▶ _DIRECTIONS_
Copy out the listing below, switching every occurrence of "Put a dot on" to "Place a marker on" and leaving all other text as it is.

═════ RECORDS SUPPLIED

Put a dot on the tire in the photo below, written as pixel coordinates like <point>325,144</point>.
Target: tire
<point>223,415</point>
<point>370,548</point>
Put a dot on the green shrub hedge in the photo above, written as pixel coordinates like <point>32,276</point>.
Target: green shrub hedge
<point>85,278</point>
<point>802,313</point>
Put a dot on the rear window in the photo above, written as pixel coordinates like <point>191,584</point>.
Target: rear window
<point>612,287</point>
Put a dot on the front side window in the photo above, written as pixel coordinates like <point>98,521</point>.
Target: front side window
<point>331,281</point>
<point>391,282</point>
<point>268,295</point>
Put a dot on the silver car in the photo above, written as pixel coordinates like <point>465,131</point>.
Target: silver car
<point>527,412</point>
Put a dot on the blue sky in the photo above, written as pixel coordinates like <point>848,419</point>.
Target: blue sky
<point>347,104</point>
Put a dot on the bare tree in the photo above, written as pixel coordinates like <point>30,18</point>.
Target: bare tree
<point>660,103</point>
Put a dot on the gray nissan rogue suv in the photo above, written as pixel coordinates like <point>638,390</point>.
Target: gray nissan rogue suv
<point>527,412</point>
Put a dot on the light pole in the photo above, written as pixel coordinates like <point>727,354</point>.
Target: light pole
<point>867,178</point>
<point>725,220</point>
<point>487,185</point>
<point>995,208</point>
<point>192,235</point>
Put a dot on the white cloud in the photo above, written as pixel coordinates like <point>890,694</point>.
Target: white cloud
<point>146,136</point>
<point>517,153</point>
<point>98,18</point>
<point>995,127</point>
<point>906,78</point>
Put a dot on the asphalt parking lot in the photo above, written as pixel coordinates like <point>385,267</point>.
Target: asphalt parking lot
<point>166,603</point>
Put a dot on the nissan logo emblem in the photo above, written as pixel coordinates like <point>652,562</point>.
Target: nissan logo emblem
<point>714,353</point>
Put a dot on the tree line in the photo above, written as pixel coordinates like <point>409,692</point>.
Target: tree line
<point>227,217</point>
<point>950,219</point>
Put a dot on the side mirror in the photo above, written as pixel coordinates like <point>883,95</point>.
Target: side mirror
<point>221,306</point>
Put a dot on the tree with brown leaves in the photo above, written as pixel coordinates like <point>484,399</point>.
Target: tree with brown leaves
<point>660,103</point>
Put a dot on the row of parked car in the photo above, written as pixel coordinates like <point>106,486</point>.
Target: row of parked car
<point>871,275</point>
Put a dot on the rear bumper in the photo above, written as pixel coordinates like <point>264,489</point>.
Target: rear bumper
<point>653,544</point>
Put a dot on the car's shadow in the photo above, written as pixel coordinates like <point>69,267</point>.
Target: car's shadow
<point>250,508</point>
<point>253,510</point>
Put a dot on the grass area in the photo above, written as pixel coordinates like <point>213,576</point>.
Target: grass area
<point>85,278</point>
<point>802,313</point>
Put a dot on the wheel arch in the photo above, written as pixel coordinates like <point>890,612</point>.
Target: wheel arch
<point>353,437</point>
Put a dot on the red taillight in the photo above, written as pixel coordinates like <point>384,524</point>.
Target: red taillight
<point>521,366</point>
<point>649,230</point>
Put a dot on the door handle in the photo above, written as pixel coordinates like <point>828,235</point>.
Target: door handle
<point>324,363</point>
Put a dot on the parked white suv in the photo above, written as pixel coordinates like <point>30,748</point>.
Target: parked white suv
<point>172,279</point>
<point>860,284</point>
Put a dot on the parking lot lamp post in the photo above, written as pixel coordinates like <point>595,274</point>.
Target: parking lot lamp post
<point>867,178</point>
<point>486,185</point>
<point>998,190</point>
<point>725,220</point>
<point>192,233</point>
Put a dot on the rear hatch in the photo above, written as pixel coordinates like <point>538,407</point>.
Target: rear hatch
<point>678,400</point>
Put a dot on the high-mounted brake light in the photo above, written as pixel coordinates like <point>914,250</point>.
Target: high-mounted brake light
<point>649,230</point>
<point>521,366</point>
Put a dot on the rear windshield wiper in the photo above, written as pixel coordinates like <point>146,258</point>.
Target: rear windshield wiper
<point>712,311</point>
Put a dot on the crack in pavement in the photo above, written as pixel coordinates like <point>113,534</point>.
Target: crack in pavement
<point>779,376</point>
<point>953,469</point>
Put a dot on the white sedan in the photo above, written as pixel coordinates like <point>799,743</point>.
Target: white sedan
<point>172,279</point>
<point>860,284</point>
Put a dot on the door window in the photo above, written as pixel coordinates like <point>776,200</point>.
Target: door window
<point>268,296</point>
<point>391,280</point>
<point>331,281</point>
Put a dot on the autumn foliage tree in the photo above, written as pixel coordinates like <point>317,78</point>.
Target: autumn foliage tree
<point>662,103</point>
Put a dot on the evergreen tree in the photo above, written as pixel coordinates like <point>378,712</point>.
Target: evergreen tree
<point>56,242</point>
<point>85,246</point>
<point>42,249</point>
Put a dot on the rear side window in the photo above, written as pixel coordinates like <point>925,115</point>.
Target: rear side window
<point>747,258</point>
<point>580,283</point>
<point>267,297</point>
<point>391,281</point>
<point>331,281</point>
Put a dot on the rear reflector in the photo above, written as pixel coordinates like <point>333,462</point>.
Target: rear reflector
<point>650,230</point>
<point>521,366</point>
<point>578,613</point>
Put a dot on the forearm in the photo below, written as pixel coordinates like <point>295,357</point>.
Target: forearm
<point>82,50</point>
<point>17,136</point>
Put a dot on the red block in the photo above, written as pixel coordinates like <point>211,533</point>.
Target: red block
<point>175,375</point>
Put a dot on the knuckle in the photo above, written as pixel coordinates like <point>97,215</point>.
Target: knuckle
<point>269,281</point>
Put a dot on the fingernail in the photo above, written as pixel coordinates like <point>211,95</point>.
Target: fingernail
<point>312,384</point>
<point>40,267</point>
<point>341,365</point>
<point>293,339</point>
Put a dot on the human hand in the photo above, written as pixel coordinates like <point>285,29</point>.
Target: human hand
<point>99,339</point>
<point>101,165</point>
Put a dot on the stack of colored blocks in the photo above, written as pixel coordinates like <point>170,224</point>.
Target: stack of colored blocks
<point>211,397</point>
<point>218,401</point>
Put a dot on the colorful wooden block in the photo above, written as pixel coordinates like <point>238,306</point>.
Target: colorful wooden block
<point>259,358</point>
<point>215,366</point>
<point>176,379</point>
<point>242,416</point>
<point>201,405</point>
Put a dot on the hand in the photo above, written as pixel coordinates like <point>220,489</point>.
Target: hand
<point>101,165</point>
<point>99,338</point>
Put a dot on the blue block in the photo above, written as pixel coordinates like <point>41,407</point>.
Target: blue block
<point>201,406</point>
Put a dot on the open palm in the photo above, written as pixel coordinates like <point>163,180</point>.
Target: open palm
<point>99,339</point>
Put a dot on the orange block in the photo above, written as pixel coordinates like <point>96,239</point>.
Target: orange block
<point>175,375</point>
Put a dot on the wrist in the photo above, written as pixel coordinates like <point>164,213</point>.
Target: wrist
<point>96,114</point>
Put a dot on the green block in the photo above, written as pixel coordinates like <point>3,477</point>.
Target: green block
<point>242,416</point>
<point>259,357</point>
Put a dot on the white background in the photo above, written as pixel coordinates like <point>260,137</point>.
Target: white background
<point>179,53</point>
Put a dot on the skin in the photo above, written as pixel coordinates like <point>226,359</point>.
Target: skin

══════════

▶ _COMPLETE RESPONSE_
Place a marker on the tire in the photo below, written as pixel coordinates like <point>325,144</point>.
Target: tire
<point>223,415</point>
<point>370,548</point>
Place a marker on the green shrub hedge in the photo above, written as pixel coordinates like <point>32,276</point>.
Target: green shrub hedge
<point>85,278</point>
<point>802,313</point>
Place a marker on the rear window in the photo above, written as pixel coordinates like <point>191,584</point>.
Target: rear window
<point>612,287</point>
Place a marker on the front side window in the photo above, written as pixel coordinates like <point>98,521</point>.
Target: front side window
<point>331,281</point>
<point>391,282</point>
<point>268,295</point>
Place a marker on the silver car in the photo above, written as pixel coordinates like <point>465,131</point>.
Target: silver car
<point>527,412</point>
Place a marker on the blue sky in the photo above, written as pixel coordinates like <point>848,419</point>.
Target: blue sky
<point>347,104</point>
Place a marker on the bare tree in the photo above, written as pixel coordinates like <point>30,18</point>.
Target: bare tree
<point>660,103</point>
Place a marker on the gray nissan rogue suv in the photo above, written as pixel coordinates like <point>638,390</point>.
Target: gray nissan rogue suv
<point>527,412</point>
Place a marker on the light pole in the photo above, written as pixel coordinates like <point>727,354</point>.
Target: light pole
<point>867,178</point>
<point>725,220</point>
<point>487,185</point>
<point>995,208</point>
<point>192,235</point>
Place a marker on the white cloud in the photo above, written as pixel coordinates like <point>890,694</point>.
Target: white cloud
<point>146,136</point>
<point>517,153</point>
<point>98,18</point>
<point>995,127</point>
<point>906,78</point>
Place a marker on the asphalt parking lot in the photo above, written as pixel coordinates like <point>385,267</point>.
Target: asphalt parking lot
<point>166,603</point>
Place a marker on the nissan logo emblem in the photo above, written as pixel coordinates like <point>652,562</point>.
Target: nissan logo emblem
<point>714,353</point>
Place a marker on the tree line in the photo above, written as pixel coordinates like <point>409,692</point>.
Target: tree line
<point>227,217</point>
<point>950,219</point>
Place a marker on the side mirror in the photo above, written as pixel coordinates like <point>883,95</point>.
Target: side mirror
<point>221,306</point>
Place a marker on the tree with brown leaves in the photo above, written as pixel coordinates like <point>484,399</point>.
Target: tree with brown leaves
<point>660,103</point>
Place a marker on the row of parked car in the photo above, written as pixel coordinates like <point>106,486</point>.
Target: row of parked car
<point>871,275</point>
Place a marker on the rear bumper in the photo above, written as pixel coordinates like <point>264,489</point>.
Target: rear bumper
<point>653,544</point>
Place a marker on the car's shadow in the photo above, written as pixel coordinates like <point>69,267</point>.
Target: car's shadow
<point>250,508</point>
<point>253,510</point>
Place a marker on the grass area in the photo above, written as pixel coordinates like <point>213,576</point>.
Target: grass area
<point>85,278</point>
<point>802,313</point>
Place a marker on the wheel arch in the photo above, written as pixel coordinates like <point>890,612</point>.
Target: wheel arch
<point>353,437</point>
Place a marker on the red taillight in the photo above, written as pixel coordinates like <point>384,524</point>.
Target: red taillight
<point>521,366</point>
<point>649,230</point>
Place a marker on the door handle in the photo above, written as pixel coordinates like <point>828,235</point>.
Target: door handle
<point>324,363</point>
Place a marker on the parked white suv in the photo above, written as pixel coordinates like <point>30,748</point>.
Target: parked white suv
<point>172,279</point>
<point>860,284</point>
Place a marker on the parking lot lamp post in the photo above, written as pixel coordinates like <point>595,274</point>.
Target: parking lot lamp post
<point>867,178</point>
<point>486,185</point>
<point>998,190</point>
<point>725,220</point>
<point>192,233</point>
Place a marker on the rear hatch in the photo above, written as pixel coordinates like <point>538,407</point>.
Target: rear hatch
<point>678,400</point>
Place a marker on the high-mounted brake light in the photo above, written as pixel coordinates like <point>914,250</point>.
Target: high-mounted brake light
<point>649,230</point>
<point>521,366</point>
Place a marker on the rear windshield wiper in the photo above, written as pixel coordinates like <point>146,258</point>.
Target: rear windshield wiper
<point>712,311</point>
Place a marker on the crack in pavement in the photo above, written as pixel coordinates like <point>113,534</point>.
Target: crack in pavement
<point>779,376</point>
<point>953,469</point>
Place a marker on the white sedan in the photo above, written as pixel coordinates like <point>799,743</point>.
Target: white sedan
<point>172,279</point>
<point>860,284</point>
Place a marker on the door window in the photo above, written as pixel coordinates like <point>776,200</point>.
Target: door window
<point>268,296</point>
<point>391,280</point>
<point>331,281</point>
Place a marker on the autumn foliage tree in the photo above, written as pixel coordinates like <point>317,78</point>.
Target: autumn foliage tree
<point>662,103</point>
Place a marker on the evergreen tree in the photo above, written as pixel coordinates like <point>378,712</point>.
Target: evergreen tree
<point>56,242</point>
<point>85,246</point>
<point>42,249</point>
Place a marker on the rear side window in the photo above, written as pixel coordinates like <point>925,115</point>.
Target: rear side window
<point>747,258</point>
<point>580,283</point>
<point>267,297</point>
<point>391,281</point>
<point>331,281</point>
Place a marker on the rear reflector in the photo above, written as pixel coordinates like <point>333,462</point>.
Target: rear reflector
<point>650,230</point>
<point>521,366</point>
<point>578,613</point>
Place a marker on the forearm in the photo below, written as pixel coordinates like <point>295,357</point>.
Target: forearm
<point>82,50</point>
<point>17,136</point>
Place a marker on the red block in the photo above, written as pixel coordinates like <point>211,533</point>.
Target: red block
<point>175,375</point>
Place a marker on the knuckle in the photo above, written as pixel coordinates like <point>97,215</point>.
Target: knuckle
<point>269,281</point>
Place a marker on the fingernail in the photo above, written as pixel coordinates like <point>211,95</point>.
Target: fingernail
<point>312,384</point>
<point>40,267</point>
<point>341,365</point>
<point>293,339</point>
Place a marker on the human hand in the photo above, written as pixel coordinates like <point>285,29</point>.
Target: human hand
<point>99,339</point>
<point>101,165</point>
Place a marker on the stack of colored blocks in the photo above, written as pixel coordinates like <point>170,224</point>.
Target: stack of colored blocks
<point>211,397</point>
<point>218,401</point>
Place a marker on the colorful wooden block in the photo above, written as pixel coordinates like <point>238,306</point>.
Target: colorful wooden block
<point>259,358</point>
<point>215,366</point>
<point>176,379</point>
<point>242,416</point>
<point>201,405</point>
Place a marker on the hand in the photo above, written as pixel coordinates like <point>220,489</point>.
Target: hand
<point>101,165</point>
<point>99,338</point>
Place a marker on the blue block in the photo above, written as pixel coordinates like <point>41,407</point>.
Target: blue block
<point>201,406</point>
Place a marker on the open palm in the photo above, written as pixel coordinates like <point>163,180</point>.
Target: open palm
<point>99,339</point>
Place a marker on the orange block in the photo above, written as pixel coordinates like <point>96,239</point>.
Target: orange block
<point>175,375</point>
Place a marker on the wrist in the photo above, written as pixel coordinates like <point>164,213</point>.
Target: wrist
<point>96,114</point>
Place a marker on the green block in the photo above, written as pixel coordinates like <point>3,477</point>.
Target: green block
<point>242,416</point>
<point>259,357</point>
Place a marker on the white background in the photo above, written as pixel coordinates like <point>260,137</point>.
Target: white background
<point>179,53</point>
Place a marker on the skin in the photo above, written as pixel coordinates like <point>226,359</point>.
Target: skin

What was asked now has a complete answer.